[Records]
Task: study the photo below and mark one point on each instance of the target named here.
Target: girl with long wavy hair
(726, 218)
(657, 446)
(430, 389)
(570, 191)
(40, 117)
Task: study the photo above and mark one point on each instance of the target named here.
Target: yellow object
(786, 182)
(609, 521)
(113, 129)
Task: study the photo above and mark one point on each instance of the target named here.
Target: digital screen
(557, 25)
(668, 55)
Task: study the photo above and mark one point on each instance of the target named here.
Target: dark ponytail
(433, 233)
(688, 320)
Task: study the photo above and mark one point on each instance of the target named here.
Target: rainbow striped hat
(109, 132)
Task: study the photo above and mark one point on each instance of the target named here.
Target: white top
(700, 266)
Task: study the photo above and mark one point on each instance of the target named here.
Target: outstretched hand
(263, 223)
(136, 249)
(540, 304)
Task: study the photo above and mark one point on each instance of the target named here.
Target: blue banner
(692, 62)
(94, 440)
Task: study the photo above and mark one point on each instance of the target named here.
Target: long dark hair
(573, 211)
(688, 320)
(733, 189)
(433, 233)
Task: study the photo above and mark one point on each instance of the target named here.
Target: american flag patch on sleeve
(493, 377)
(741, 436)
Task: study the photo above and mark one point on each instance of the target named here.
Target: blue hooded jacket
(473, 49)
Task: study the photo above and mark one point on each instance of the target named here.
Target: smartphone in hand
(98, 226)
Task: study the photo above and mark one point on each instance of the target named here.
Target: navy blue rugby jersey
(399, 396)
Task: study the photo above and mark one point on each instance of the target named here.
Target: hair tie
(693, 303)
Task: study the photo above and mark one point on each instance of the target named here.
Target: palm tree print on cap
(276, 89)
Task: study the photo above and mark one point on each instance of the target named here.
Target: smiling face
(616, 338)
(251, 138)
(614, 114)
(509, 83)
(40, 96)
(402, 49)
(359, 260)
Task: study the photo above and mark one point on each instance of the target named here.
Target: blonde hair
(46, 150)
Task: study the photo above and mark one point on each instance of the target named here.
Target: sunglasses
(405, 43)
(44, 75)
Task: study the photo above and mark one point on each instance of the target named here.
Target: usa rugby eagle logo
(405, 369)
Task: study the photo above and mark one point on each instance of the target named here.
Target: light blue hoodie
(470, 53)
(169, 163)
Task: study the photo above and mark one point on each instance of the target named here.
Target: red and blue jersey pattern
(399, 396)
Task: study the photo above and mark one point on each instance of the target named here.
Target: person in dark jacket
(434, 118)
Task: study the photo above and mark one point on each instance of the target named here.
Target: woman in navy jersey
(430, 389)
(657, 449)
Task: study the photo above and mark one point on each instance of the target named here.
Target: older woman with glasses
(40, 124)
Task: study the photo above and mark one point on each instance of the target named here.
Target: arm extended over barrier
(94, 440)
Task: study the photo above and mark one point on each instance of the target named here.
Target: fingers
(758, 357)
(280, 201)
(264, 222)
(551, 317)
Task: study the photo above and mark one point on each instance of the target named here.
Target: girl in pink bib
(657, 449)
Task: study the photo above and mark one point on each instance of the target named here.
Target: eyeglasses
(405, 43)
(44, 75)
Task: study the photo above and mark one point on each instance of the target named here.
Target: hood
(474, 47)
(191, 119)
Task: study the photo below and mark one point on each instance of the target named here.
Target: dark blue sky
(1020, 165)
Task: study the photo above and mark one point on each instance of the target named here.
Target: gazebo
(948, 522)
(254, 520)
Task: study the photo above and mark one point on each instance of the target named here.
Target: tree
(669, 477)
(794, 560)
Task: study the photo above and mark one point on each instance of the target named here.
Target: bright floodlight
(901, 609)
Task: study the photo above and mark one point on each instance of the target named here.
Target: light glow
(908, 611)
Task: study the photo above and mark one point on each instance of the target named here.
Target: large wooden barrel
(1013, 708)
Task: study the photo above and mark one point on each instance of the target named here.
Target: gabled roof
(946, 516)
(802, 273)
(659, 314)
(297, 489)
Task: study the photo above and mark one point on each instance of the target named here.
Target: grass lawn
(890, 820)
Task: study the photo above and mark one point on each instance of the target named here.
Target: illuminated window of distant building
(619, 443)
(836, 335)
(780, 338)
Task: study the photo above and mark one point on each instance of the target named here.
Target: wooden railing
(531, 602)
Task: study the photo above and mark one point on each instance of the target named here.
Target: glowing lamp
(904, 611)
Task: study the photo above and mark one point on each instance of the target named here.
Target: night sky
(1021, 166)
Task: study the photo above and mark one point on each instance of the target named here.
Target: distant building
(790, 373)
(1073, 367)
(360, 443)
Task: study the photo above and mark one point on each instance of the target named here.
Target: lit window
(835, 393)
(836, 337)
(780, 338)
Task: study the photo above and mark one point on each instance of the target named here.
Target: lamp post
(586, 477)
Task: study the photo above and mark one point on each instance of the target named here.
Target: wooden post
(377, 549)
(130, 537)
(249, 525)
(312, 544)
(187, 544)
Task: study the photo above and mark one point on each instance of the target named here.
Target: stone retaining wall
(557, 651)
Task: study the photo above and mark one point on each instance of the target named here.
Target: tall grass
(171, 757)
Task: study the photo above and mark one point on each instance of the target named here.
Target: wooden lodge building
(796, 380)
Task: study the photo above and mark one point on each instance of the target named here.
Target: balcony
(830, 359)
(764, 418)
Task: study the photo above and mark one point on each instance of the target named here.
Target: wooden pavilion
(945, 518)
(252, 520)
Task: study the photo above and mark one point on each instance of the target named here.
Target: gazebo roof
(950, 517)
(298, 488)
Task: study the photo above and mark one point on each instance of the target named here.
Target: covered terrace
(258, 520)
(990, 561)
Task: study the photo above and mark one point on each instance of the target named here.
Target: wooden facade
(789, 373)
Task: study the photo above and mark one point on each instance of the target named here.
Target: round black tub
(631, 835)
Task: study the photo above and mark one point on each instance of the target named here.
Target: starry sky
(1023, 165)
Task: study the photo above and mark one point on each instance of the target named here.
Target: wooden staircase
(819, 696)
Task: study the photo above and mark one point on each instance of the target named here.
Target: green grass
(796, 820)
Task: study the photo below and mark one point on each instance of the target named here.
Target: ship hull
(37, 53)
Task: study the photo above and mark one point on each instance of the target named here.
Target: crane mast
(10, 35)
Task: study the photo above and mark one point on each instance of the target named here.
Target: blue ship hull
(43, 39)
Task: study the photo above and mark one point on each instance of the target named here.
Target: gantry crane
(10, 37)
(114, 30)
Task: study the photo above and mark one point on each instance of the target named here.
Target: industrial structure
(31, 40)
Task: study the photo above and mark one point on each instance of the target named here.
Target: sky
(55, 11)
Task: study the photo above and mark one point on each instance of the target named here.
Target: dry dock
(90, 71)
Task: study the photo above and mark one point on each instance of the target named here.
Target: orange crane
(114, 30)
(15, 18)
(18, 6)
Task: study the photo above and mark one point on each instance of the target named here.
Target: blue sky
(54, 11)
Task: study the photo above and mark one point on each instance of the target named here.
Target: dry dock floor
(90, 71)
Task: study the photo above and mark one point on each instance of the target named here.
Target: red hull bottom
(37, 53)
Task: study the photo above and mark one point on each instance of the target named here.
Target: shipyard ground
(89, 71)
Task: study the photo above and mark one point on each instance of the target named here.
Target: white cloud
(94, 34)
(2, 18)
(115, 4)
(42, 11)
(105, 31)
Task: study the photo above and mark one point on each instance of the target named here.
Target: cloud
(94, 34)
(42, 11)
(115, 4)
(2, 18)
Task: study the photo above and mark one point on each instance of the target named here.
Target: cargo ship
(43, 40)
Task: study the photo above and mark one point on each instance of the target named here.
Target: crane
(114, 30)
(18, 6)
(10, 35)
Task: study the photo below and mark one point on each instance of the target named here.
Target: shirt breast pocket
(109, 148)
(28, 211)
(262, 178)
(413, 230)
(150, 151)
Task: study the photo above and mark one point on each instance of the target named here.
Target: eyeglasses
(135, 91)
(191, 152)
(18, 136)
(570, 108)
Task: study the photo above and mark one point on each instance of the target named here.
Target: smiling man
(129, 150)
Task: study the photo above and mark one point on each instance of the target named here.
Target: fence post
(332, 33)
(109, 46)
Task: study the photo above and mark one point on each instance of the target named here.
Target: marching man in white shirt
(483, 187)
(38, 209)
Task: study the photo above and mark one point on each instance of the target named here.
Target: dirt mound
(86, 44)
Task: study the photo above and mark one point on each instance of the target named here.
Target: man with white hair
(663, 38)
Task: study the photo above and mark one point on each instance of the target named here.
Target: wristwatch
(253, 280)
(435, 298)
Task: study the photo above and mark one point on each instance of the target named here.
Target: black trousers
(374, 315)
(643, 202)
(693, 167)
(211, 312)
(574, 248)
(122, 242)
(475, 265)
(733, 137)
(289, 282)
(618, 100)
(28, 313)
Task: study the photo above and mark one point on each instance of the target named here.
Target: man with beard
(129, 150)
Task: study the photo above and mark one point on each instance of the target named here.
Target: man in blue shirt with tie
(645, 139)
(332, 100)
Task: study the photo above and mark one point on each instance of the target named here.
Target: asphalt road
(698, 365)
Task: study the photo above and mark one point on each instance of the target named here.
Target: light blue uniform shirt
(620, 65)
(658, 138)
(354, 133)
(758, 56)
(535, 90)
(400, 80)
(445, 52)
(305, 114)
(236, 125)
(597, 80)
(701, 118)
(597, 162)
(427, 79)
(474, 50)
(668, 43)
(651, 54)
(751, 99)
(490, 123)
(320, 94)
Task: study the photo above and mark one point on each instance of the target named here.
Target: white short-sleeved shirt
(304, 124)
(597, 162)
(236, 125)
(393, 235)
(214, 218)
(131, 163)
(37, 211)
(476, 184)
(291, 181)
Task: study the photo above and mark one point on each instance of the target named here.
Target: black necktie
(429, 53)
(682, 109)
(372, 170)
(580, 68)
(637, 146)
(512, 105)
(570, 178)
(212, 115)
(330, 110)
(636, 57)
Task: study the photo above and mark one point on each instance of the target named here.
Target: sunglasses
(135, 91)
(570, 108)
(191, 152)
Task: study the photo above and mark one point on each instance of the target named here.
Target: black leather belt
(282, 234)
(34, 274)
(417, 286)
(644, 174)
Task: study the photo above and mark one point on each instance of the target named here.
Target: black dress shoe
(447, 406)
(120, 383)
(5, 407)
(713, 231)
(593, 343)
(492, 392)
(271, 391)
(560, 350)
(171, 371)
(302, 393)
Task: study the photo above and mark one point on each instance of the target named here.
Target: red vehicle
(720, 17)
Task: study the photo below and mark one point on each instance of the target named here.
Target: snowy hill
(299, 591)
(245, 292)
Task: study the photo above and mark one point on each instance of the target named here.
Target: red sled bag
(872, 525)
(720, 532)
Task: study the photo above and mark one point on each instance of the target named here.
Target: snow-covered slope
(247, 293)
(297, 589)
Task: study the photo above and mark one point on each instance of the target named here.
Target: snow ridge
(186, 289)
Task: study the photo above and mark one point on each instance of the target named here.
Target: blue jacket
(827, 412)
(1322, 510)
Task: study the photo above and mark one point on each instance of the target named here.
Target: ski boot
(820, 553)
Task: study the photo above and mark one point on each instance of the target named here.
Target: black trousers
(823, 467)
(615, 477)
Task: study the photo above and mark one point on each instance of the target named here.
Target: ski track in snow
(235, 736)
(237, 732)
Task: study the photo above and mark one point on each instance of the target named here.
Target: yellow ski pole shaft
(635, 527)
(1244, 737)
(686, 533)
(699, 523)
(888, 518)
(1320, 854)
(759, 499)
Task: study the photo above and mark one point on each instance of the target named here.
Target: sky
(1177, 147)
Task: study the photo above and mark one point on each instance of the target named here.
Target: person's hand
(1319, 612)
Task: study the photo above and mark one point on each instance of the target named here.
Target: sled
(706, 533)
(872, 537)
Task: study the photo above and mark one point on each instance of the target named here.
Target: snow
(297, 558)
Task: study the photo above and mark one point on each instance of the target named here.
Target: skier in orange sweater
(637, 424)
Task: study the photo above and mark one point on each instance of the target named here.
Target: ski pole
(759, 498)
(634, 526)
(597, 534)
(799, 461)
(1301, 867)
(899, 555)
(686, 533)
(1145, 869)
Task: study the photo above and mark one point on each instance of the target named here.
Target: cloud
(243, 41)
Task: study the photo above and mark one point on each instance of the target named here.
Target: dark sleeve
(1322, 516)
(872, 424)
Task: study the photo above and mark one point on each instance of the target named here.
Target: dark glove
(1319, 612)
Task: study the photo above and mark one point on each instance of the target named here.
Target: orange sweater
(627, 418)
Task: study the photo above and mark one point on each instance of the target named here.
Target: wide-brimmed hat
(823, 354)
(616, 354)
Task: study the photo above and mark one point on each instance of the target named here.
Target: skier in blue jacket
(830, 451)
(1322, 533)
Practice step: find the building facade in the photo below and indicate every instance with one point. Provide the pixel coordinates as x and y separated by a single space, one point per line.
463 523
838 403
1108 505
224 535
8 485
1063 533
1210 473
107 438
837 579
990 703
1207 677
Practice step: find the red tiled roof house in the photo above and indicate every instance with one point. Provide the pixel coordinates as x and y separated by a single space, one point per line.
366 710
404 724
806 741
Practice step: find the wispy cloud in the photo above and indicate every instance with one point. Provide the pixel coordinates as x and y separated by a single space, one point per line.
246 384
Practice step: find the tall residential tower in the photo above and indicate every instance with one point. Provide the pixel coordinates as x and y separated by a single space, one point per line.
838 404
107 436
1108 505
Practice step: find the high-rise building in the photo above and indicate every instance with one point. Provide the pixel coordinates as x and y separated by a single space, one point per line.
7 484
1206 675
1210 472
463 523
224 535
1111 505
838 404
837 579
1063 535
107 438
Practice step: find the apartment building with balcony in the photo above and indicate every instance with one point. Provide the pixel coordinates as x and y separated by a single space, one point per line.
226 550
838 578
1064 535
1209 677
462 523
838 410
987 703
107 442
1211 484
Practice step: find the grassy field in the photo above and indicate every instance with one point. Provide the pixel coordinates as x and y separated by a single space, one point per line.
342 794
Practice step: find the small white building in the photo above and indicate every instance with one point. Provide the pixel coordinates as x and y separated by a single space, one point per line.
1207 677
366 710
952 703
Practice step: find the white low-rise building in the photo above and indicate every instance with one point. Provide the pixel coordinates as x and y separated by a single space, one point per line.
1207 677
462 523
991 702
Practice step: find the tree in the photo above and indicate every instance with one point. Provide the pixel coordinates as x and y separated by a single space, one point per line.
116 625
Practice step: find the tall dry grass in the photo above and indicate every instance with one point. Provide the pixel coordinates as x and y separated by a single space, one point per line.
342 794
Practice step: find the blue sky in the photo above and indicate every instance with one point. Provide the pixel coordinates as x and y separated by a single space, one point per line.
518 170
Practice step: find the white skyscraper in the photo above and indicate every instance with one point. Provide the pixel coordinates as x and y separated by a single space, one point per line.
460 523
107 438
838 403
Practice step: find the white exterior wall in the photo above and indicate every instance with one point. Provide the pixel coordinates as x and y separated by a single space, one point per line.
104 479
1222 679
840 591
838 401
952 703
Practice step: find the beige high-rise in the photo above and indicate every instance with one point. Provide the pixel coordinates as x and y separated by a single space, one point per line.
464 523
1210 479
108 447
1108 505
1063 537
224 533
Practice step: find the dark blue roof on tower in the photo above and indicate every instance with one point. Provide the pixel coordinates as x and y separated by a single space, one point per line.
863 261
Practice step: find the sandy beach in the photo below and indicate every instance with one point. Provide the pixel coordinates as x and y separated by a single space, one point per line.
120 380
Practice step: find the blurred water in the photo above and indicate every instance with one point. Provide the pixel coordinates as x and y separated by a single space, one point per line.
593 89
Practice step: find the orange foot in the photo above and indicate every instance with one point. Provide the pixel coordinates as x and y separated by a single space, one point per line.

*Directions*.
Starting with the line that contains "Practice step: find the blue", repeat each line through the last one exactly as it appears. Include both ends and nothing more.

*Response to this task*.
Practice step: find the blue sky in the photo above and indicate every instance with one point. Provide the pixel coordinates as x and y separated by a single space, one point per line.
518 170
Practice step: find the white skyscraper in the photo above and indicate every instance with one point. Provide the pixel coordinates as x and y separated by a single space, one point per line.
460 523
107 438
838 403
Practice step: find the white exterior wall in the photo above and indicate every instance with one point. Provide the pixel coordinates as x and y separated by a single space, one point per line.
104 479
1222 679
840 591
838 401
952 703
Practice step: find the beige high-rise in the photo above and indicate every instance with one point. Provide the pixel coordinates as x and y separated by a single space, one point per line.
464 523
1210 479
108 447
1108 505
1063 537
224 533
Practice step: find the dark blue roof on tower in the photo above and indicate every instance with one point. Provide the pixel coordinates as x and y separated by a single space, one point per line.
863 261
Practice step: find the sandy beach in the photo below and indicate every instance with one point. Provide the pixel coordinates as x and y separated by a single space, one point per line.
120 380
Practice step: find the blurred water in the photo above and indicate every instance with one point. Provide the pixel coordinates as x and y separated by a single space, one point per line.
593 89
Practice step: find the orange foot in the photo above and indicate every instance with one point. Provide the pixel coordinates as x and y separated by a single space, one point per line.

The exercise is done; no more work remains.